_Your instructions_
Examine each line of the data, and copy the ones containing "white".
┄┄┄┄┄┄
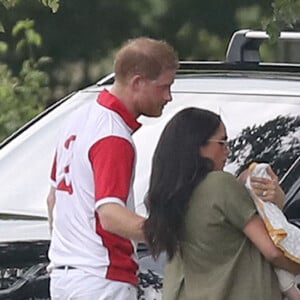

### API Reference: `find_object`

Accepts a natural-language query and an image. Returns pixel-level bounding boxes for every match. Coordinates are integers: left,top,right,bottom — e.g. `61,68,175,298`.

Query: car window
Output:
134,91,300,215
281,157,300,193
284,179,300,222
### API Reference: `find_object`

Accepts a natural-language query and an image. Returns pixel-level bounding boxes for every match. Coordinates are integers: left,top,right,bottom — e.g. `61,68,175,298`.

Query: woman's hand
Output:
250,166,285,209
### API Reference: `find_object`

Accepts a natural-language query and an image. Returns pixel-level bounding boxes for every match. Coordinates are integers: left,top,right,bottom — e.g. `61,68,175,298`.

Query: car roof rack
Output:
226,29,300,64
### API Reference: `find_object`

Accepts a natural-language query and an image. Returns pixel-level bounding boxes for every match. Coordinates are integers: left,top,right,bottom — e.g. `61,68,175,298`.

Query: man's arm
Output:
244,214,300,275
90,136,145,241
97,203,145,241
46,186,56,233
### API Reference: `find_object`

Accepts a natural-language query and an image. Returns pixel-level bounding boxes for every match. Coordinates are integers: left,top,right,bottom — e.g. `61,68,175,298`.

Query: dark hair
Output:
144,107,222,260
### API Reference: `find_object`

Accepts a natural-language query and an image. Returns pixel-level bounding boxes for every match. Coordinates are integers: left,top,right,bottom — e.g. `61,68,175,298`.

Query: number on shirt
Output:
56,135,76,194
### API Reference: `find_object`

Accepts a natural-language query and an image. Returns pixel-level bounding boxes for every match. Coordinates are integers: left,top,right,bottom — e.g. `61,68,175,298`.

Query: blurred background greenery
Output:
0,0,300,141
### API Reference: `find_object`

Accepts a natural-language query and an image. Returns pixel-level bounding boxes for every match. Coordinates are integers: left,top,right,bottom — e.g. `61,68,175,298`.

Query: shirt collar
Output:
97,89,141,132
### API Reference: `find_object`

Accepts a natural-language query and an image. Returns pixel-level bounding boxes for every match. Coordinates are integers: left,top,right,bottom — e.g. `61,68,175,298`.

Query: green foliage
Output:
0,19,51,142
0,40,7,53
0,0,19,9
0,0,59,32
13,19,42,56
196,30,227,60
0,0,17,31
265,0,300,42
236,5,267,29
0,0,59,141
0,0,58,10
39,0,59,13
0,58,50,142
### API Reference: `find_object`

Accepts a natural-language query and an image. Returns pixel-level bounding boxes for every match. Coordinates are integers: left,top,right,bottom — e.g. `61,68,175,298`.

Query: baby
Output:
245,162,300,300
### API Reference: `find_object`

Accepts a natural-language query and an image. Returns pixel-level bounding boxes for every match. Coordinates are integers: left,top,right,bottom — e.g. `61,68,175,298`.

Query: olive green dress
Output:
162,171,282,300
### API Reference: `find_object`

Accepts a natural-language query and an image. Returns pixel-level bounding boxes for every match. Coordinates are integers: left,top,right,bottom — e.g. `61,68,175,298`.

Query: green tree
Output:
0,0,299,143
0,0,59,142
0,18,50,142
0,0,162,100
265,0,300,41
228,115,300,179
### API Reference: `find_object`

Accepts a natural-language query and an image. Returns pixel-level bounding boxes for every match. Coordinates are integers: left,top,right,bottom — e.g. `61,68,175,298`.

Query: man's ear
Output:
131,74,144,91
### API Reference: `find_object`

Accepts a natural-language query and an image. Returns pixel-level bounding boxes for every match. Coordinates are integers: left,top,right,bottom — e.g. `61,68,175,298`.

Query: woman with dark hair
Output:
144,107,300,300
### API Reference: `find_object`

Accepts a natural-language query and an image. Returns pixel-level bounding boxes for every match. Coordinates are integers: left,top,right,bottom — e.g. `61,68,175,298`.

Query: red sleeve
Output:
89,136,135,204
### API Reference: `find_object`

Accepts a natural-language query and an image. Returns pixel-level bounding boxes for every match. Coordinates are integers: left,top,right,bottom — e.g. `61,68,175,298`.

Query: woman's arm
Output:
243,214,300,275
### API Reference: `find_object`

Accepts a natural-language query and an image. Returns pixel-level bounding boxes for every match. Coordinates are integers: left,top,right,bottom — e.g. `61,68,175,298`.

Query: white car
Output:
0,29,300,299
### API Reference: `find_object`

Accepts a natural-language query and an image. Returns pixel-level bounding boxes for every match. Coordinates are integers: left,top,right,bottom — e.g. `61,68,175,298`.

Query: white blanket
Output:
245,162,300,291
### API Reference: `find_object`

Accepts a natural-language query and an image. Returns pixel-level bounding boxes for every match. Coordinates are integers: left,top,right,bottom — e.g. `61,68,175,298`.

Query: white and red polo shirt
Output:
48,89,142,285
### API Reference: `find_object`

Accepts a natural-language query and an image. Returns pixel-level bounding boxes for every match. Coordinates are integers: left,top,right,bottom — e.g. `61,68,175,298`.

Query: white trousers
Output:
50,267,137,300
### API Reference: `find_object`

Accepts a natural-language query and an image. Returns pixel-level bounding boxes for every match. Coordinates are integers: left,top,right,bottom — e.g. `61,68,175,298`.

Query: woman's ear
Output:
199,144,208,158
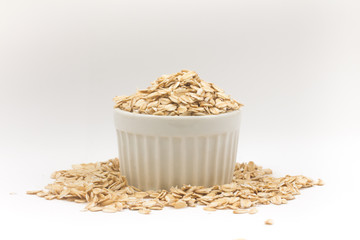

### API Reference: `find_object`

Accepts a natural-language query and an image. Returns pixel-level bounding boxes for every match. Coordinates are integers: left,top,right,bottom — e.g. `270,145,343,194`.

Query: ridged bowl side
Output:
116,129,239,190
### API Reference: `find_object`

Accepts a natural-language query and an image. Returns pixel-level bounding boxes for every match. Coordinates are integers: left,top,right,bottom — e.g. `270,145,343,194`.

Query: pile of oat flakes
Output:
27,158,324,214
113,70,243,116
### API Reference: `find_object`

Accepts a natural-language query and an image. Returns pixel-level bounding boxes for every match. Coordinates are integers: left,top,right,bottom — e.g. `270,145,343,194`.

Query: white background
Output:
1,0,359,239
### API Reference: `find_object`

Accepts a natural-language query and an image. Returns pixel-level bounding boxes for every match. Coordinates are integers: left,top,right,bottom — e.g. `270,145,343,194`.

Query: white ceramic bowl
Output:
114,109,241,190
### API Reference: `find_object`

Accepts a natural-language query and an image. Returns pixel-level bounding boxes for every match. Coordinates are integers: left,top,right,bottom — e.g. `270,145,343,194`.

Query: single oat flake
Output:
113,70,243,116
27,158,323,215
265,219,274,225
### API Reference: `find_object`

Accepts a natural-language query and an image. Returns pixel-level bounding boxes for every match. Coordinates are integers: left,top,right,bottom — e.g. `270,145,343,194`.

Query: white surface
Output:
1,0,359,240
114,109,241,190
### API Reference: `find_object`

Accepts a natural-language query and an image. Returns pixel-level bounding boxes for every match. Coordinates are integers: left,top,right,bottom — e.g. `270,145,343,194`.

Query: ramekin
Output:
114,109,241,190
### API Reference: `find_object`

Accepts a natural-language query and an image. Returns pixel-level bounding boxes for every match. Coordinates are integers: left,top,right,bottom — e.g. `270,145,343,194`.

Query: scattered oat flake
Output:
316,179,325,186
89,206,103,212
174,200,187,209
203,207,216,211
26,190,42,195
233,209,248,214
102,205,117,213
265,219,274,225
248,208,258,214
138,208,151,215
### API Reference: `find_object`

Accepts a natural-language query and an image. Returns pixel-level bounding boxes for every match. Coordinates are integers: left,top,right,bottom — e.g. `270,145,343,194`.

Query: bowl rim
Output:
114,108,241,120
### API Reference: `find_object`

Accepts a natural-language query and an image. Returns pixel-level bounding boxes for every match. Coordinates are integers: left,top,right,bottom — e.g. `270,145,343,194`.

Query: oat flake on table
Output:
113,70,243,116
27,158,323,214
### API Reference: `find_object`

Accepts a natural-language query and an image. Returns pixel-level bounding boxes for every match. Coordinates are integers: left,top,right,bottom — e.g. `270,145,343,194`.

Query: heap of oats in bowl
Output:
113,70,243,116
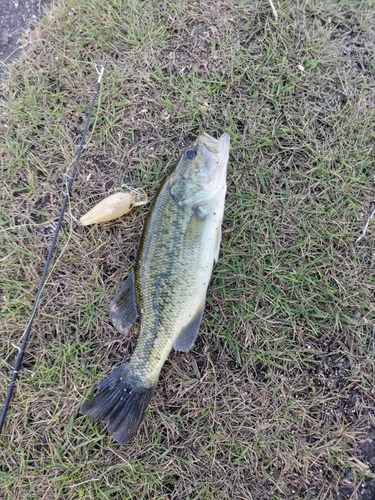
┄┄┄┄┄┄
_Task answer_
Query: white car
Query: white blanket
Query: white and red polo shirt
Query: white trousers
Query: white background
Query: white ceramic bowl
Query: white surface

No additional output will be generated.